/---

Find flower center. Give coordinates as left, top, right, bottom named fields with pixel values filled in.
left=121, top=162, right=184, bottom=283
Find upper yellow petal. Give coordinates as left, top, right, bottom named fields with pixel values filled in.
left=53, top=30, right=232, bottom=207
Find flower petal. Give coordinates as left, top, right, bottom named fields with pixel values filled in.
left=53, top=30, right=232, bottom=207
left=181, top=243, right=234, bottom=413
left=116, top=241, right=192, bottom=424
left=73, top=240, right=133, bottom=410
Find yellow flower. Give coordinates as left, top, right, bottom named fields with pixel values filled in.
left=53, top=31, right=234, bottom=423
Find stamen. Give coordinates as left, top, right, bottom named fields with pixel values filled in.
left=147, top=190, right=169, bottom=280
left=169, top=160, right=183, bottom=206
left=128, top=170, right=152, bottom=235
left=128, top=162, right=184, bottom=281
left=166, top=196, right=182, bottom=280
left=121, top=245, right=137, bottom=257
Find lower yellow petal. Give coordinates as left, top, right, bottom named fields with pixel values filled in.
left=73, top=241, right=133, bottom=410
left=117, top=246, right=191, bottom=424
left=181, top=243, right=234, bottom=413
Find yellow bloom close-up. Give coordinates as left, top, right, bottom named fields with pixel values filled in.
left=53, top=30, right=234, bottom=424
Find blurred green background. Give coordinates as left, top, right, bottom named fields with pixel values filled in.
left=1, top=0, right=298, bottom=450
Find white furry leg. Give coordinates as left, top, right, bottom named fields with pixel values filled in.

\---

Problem to solve
Retype exactly, please, each line from the line that contains "Find blurred green" through the last line of the entries above, with nothing added.

Response below
Find blurred green background. Give coordinates as left, top, right, bottom named fields with pixel values filled in.
left=1, top=0, right=298, bottom=450
Find white furry leg. Give coordinates as left, top, right, bottom named fields with pixel values filled in.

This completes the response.